| TASK GOAL |
From the batch processing tutorial below, reproduce word for word the passage from "Batch processing in" up to and including "and Load) operation.".

Google

Jun 5, 2012

Batch processing in Java with Spring batch - part 1


Make sure that you do this beginner tutorial first

Beginner Spring batch tutorial with simple reader and writer

Q. What do you understand by batch processing and why do you need them?
A. The idea behind batch processing is to allow a program to run without the need for human intervention, usually scheduled to run periodically at a certain time or every x minutes.The batch process solves
  • execution that takes a lengthy amount of time (e.g. consolidated reports, re-balancing the financial portfolio, etc)
  • processing a large input set of data via ETL (Extract Transform and Load) operation.
  • automating some business process that doesn’t necessarily need to be triggered by a human.
In general, a batch process involve

  • Reading data from data sources like databases, files, etc
  • Processing the data through a number of steps. This can involve transforming the data, performing calculation, generating length reports, etc.
  • Finally, writing the processed data to databases or file systems.

Q. What libraries do you need to get started with spring batch
A. The pom.xml file will be the start. Fill in the appropriate versions and the additional dependencies required.

<project xmlns="http://maven.apache.org/POM/4.0.0" xmlns:xsi="http://www.w3.org/2001/XMLSchema-instance"

| Object location annotation data |
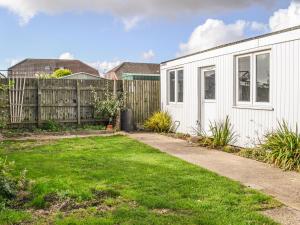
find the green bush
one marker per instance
(61, 73)
(11, 186)
(258, 154)
(51, 125)
(160, 122)
(283, 147)
(222, 133)
(109, 107)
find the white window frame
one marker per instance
(176, 86)
(206, 69)
(253, 78)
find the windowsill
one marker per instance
(266, 108)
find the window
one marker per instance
(175, 86)
(172, 86)
(253, 79)
(209, 85)
(244, 76)
(263, 78)
(180, 86)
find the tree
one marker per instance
(61, 73)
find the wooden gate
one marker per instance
(143, 97)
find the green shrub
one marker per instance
(258, 154)
(283, 147)
(222, 133)
(108, 107)
(160, 122)
(11, 186)
(61, 73)
(51, 125)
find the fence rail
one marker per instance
(70, 101)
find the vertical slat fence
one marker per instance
(71, 101)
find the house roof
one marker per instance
(58, 62)
(82, 73)
(143, 68)
(236, 42)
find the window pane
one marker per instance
(180, 86)
(263, 78)
(172, 86)
(209, 84)
(244, 77)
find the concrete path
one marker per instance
(284, 186)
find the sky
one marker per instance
(104, 33)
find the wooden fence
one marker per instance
(33, 101)
(143, 97)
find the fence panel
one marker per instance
(143, 97)
(70, 101)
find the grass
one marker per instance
(116, 180)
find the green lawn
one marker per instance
(116, 180)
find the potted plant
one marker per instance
(109, 107)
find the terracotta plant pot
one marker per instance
(109, 127)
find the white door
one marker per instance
(207, 97)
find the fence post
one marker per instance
(78, 102)
(39, 103)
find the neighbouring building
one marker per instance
(29, 68)
(254, 81)
(82, 76)
(135, 71)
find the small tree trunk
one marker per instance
(118, 121)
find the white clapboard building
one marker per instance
(256, 82)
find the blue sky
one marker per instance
(100, 37)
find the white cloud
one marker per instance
(130, 23)
(148, 55)
(257, 26)
(213, 33)
(66, 55)
(13, 61)
(129, 12)
(104, 66)
(285, 18)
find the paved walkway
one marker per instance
(284, 186)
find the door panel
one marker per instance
(208, 97)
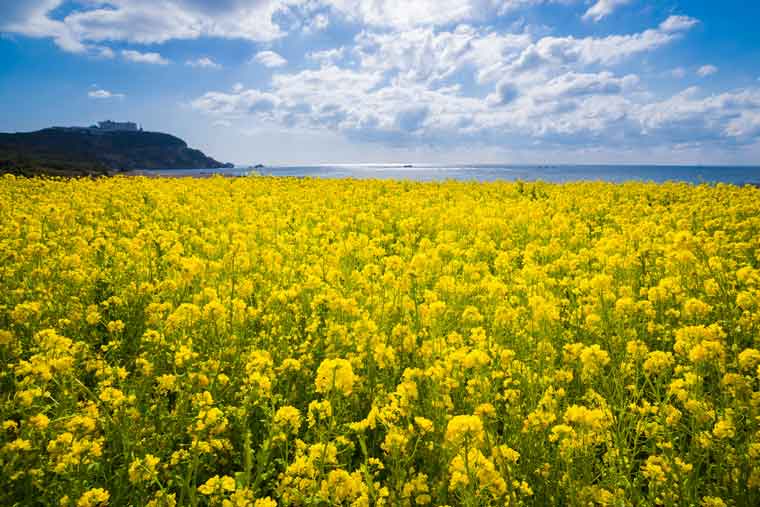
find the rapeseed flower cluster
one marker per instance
(256, 342)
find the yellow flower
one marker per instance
(288, 416)
(335, 374)
(465, 429)
(97, 497)
(39, 421)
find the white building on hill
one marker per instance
(113, 125)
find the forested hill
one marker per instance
(83, 151)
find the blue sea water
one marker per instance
(738, 175)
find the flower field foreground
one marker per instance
(299, 342)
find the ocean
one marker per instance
(738, 175)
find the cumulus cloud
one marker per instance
(138, 57)
(603, 8)
(707, 70)
(203, 63)
(270, 59)
(104, 94)
(676, 24)
(403, 88)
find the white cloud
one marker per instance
(317, 23)
(403, 88)
(104, 94)
(138, 57)
(603, 8)
(328, 56)
(678, 24)
(578, 85)
(707, 70)
(270, 59)
(204, 63)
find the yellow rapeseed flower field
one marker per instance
(298, 342)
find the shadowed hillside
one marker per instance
(80, 152)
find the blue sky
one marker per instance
(331, 81)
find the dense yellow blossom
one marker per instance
(256, 342)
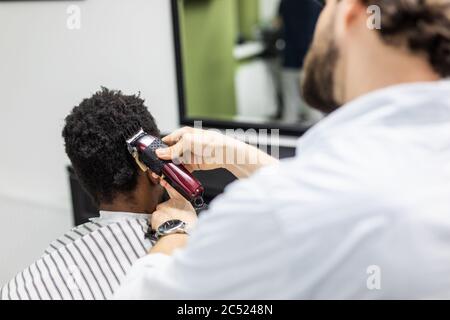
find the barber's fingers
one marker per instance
(178, 150)
(173, 194)
(175, 136)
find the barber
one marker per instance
(362, 211)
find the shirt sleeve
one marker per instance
(234, 252)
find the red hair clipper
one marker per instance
(142, 147)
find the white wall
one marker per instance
(46, 69)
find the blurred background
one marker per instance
(228, 62)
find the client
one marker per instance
(90, 261)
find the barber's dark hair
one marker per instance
(94, 141)
(423, 26)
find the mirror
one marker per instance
(240, 61)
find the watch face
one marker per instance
(170, 225)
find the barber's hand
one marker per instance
(177, 208)
(201, 149)
(197, 149)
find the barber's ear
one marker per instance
(152, 177)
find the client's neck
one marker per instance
(128, 204)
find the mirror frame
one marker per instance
(287, 130)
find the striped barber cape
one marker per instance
(87, 263)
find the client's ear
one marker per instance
(153, 178)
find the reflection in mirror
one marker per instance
(242, 59)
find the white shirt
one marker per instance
(87, 263)
(362, 211)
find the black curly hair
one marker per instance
(94, 141)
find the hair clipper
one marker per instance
(142, 147)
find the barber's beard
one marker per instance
(318, 85)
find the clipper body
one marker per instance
(143, 146)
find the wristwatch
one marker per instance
(168, 228)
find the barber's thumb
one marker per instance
(170, 153)
(173, 194)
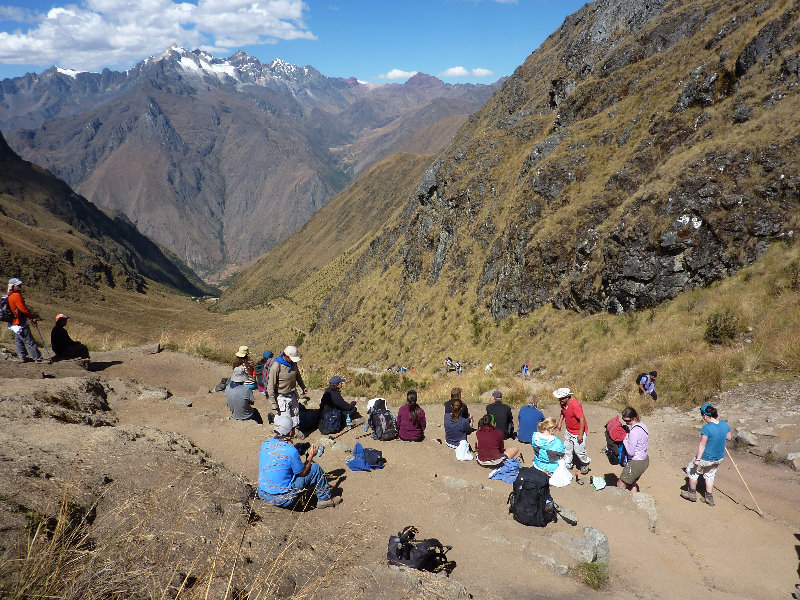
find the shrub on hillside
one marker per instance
(722, 326)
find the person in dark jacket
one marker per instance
(19, 325)
(332, 398)
(455, 394)
(63, 345)
(503, 419)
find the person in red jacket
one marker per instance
(26, 346)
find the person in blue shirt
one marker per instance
(710, 452)
(282, 475)
(529, 418)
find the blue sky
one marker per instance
(459, 41)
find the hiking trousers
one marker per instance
(25, 339)
(571, 446)
(289, 404)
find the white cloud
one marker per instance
(462, 72)
(454, 72)
(98, 33)
(397, 74)
(479, 72)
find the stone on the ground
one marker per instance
(600, 542)
(579, 549)
(455, 482)
(155, 394)
(746, 437)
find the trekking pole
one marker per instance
(760, 513)
(42, 338)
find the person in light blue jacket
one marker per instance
(546, 446)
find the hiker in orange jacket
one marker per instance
(19, 325)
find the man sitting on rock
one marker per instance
(282, 475)
(63, 345)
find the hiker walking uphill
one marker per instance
(282, 475)
(637, 444)
(284, 377)
(647, 384)
(62, 344)
(503, 419)
(239, 398)
(529, 418)
(710, 452)
(576, 429)
(23, 339)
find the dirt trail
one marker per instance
(725, 552)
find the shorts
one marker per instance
(493, 463)
(634, 470)
(706, 468)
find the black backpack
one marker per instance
(425, 555)
(382, 421)
(530, 501)
(6, 316)
(332, 421)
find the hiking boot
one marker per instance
(335, 501)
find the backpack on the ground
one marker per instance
(382, 421)
(530, 501)
(425, 555)
(6, 316)
(332, 421)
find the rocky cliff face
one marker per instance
(644, 149)
(217, 159)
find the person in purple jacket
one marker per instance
(411, 419)
(636, 442)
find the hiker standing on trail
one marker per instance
(503, 418)
(710, 452)
(576, 429)
(647, 384)
(637, 444)
(239, 398)
(62, 344)
(26, 346)
(282, 475)
(455, 394)
(411, 419)
(529, 418)
(284, 377)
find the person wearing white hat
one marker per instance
(576, 428)
(282, 475)
(23, 339)
(282, 383)
(62, 344)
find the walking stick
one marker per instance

| TASK RESPONSE |
Batch processing in Java with Spring batch - part 1


Make sure that you do this beginner tutorial first

Beginner Spring batch tutorial with simple reader and writer

Q. What do you understand by batch processing and why do you need them?
A. The idea behind batch processing is to allow a program to run without the need for human intervention, usually scheduled to run periodically at a certain time or every x minutes.The batch process solves
  • execution that takes a lengthy amount of time (e.g. consolidated reports, re-balancing the financial portfolio, etc)
  • processing a large input set of data via ETL (Extract Transform and Load) operation.